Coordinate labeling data

========

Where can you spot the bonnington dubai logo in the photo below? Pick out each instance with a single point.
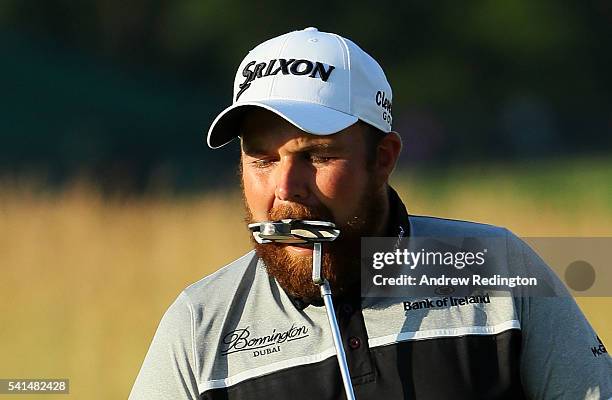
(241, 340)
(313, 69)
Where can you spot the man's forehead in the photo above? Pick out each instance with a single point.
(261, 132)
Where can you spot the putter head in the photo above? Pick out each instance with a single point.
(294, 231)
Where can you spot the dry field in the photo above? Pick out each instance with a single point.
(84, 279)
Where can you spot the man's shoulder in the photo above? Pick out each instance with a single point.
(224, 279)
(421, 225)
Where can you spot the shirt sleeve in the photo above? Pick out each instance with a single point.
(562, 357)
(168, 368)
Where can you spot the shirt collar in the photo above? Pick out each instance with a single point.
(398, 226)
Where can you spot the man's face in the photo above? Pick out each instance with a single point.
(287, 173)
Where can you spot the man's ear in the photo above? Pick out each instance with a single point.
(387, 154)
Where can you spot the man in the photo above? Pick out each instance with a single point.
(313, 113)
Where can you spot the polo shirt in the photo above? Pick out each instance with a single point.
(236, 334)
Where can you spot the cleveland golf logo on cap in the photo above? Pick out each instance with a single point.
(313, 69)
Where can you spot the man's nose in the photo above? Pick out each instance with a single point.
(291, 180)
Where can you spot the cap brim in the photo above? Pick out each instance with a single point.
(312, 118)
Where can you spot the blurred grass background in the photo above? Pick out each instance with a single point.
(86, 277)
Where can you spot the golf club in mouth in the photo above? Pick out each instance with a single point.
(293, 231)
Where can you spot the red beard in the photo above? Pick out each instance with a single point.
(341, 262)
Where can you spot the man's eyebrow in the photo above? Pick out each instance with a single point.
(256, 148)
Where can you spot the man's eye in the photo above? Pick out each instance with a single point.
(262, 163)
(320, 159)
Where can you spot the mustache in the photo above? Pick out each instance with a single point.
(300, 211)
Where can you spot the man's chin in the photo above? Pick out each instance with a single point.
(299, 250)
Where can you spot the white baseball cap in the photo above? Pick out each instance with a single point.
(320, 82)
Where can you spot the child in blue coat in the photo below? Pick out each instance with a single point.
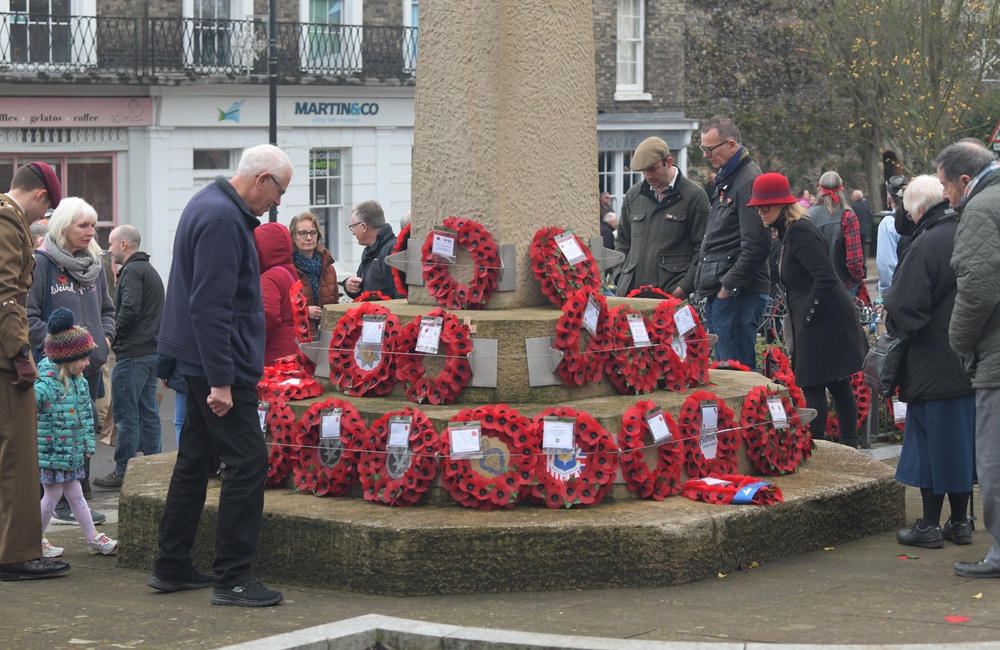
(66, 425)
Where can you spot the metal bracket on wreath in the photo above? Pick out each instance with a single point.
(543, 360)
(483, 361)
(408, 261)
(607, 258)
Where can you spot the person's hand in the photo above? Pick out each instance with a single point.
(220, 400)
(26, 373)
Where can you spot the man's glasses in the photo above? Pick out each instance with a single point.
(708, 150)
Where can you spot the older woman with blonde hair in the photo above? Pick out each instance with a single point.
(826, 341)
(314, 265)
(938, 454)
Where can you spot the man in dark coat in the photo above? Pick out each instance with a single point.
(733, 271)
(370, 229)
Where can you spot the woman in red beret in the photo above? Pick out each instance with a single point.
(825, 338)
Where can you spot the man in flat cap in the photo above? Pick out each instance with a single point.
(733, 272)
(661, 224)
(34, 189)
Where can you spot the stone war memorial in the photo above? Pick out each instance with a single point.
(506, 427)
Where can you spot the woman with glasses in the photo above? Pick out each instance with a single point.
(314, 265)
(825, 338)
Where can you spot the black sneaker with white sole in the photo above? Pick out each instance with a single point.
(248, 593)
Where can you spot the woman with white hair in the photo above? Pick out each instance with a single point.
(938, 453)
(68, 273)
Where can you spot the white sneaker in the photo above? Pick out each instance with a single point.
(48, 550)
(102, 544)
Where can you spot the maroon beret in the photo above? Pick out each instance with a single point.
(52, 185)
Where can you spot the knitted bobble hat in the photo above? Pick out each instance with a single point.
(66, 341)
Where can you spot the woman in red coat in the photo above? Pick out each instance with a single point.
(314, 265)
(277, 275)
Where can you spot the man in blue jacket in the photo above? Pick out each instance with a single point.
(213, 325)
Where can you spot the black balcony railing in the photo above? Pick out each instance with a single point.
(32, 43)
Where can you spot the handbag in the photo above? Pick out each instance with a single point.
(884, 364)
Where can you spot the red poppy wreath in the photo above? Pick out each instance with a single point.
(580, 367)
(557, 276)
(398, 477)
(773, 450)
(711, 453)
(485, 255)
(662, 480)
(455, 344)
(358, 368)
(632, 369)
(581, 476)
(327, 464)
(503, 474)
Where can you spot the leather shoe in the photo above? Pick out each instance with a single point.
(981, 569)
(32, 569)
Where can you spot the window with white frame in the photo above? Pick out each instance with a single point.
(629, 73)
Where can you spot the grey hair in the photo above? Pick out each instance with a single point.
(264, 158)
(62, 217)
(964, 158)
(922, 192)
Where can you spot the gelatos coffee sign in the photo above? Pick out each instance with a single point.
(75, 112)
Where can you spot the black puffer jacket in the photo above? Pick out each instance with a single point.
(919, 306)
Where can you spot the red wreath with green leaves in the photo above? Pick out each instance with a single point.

========

**Task instructions**
Copy every record above exactly, leaving out the pictures.

**Answer to this exercise**
Where can you spot the bonnington dubai logo in the photo below? Pick out each instance with a single point.
(241, 340)
(313, 69)
Where can you spot the man's forehead in the photo above? Pick out each instance with a single point.
(261, 132)
Where can you spot the putter head in the photo above? Pick out each instance with a single point.
(294, 231)
Where can you spot the dry field in the photo above? Pick out each instance with a single point.
(84, 279)
Where can you spot the man's shoulder in the photo above? Pick out each instance with a single point.
(224, 279)
(421, 225)
Where can you spot the shirt sleeve in the photo above? Pick out each instance with a single point.
(562, 357)
(168, 368)
Where can you spot the shirt collar in the photo above? Pick out each instance with a single point.
(398, 226)
Where can you spot the man's face in the photo above? Pick out each instance with a single point.
(287, 173)
Where can you spot the man's ear in the photo above? Pick out each instance with a single point.
(387, 154)
Where can you spot the man in the photo above? Pick out each instance with a single point.
(313, 113)
Where can you spot the polo shirt in the photo above? Pick out each instance with a single point.
(236, 334)
Where can you spot the cleveland golf logo on cap in the photo above? Pick out each instance with a single point.
(313, 69)
Where can you spot the man's nose in the photo above? Pick out each instance with a single point.
(291, 180)
Where can you spot the cap brim in the photo above? Pick out each instance with a single point.
(312, 118)
Where can you spot the blurred grass background in the photo above? Pick out each instance with a single point.
(86, 277)
Where can you spot the golf club in mouth in the photo above? Pick out each instance with a single point.
(293, 231)
Where can you spot the red beard in the photo above? Pick out each instance with a single point.
(341, 262)
Where can you spot the man's eyebrow in the photo above? Pick out each instance with a single point.
(256, 148)
Where can you spot the man's eye in the photo above? Pick out each instance with a single point.
(262, 163)
(320, 159)
Where can you spot the mustache in the photo above? Pick out each instance with a single point.
(300, 211)
Where can you spot the man's chin in the photo above? Pick out each instance with a single point.
(299, 250)
Where can you spot the white baseball cap in the photo above? Pick out each instance with a single point.
(320, 82)
Where can you spot the child in blue coat in the photo below? Pick out each instance with a single point.
(66, 425)
Where can you spot the metal bracket on wreath in the photo above? Pick out each instance with a single point.
(543, 360)
(483, 361)
(408, 261)
(607, 258)
Where can you spot the person's hand in the photo above? Pick out each instance with a single point.
(220, 400)
(26, 373)
Where can you spot the man's glasses in the photo above? Pick out each instance with a single point.
(708, 150)
Where can you spot the older woman with blonde hair in the photo above? Pick out each instance with a single point.
(826, 341)
(314, 265)
(938, 454)
Where can you spot the man in dark coat in the photo above? Pick out each instance with a single point.
(733, 271)
(370, 229)
Where can you spot the woman in red beret in the photo above? Pick out each instance with a single point.
(825, 338)
Where can you spot the man in flat cap in the photo above? Pick out each instance with a single point.
(733, 272)
(661, 224)
(34, 189)
Where can you spot the stone war memorial in the photo above? Pick out each instance with a single point.
(506, 427)
Where can you spot the woman with glasses in the photo above? Pick out each instance with a single point.
(314, 265)
(825, 338)
Where can you spot the black sneaker with white sole in the photo above? Pick out each instance with a single point.
(248, 593)
Where can you spot the woman with white hair in the photo above? Pick out each instance with a single point.
(938, 453)
(68, 273)
Where can you spot the white sneaker in the photo above? Pick out each instance with a single point.
(48, 550)
(102, 544)
Where can you spot the maroon beret in the photo above? Pick out each instance with a single point.
(52, 185)
Where can you spot the knitted bobble hat in the photo above? Pick out each instance with a single point.
(66, 341)
Where can you spot the woman in red coat in the photo above? Pick out each instance with a single point.
(314, 265)
(277, 275)
Where can you spot the man in blue jacket in the photo above? Pick out each instance with a single point.
(213, 325)
Where can you spot the black balcony railing in the photo above? Pick out each instance with a single point.
(32, 43)
Where can you spot the handbag in the photo above? Pick out each instance with a single point.
(884, 364)
Where can you spot the red poppy wreath in the photo above? Pick out each instance with a single point.
(580, 367)
(557, 276)
(398, 477)
(773, 450)
(711, 453)
(485, 255)
(662, 480)
(455, 344)
(358, 368)
(632, 369)
(581, 476)
(327, 464)
(503, 474)
Where can you spot the leather shoe in the photo above? Pick out each instance with a single point.
(981, 569)
(32, 569)
Where can you spot the window with white frame in the photo above? Pick out each instance with a single point.
(629, 73)
Where can you spot the grey hair in the photo above? Pick out each instance with a single point.
(264, 158)
(62, 217)
(964, 158)
(922, 192)
Where can you spot the gelatos coffee sign in the photo above? Pick out each instance with a single point.
(75, 112)
Where can you spot the black puffer jacket in the photo above? Pick out each instance with a single point.
(919, 306)
Where can you spot the red wreath with green leaves in the photo above? Pick out each instance with a single point.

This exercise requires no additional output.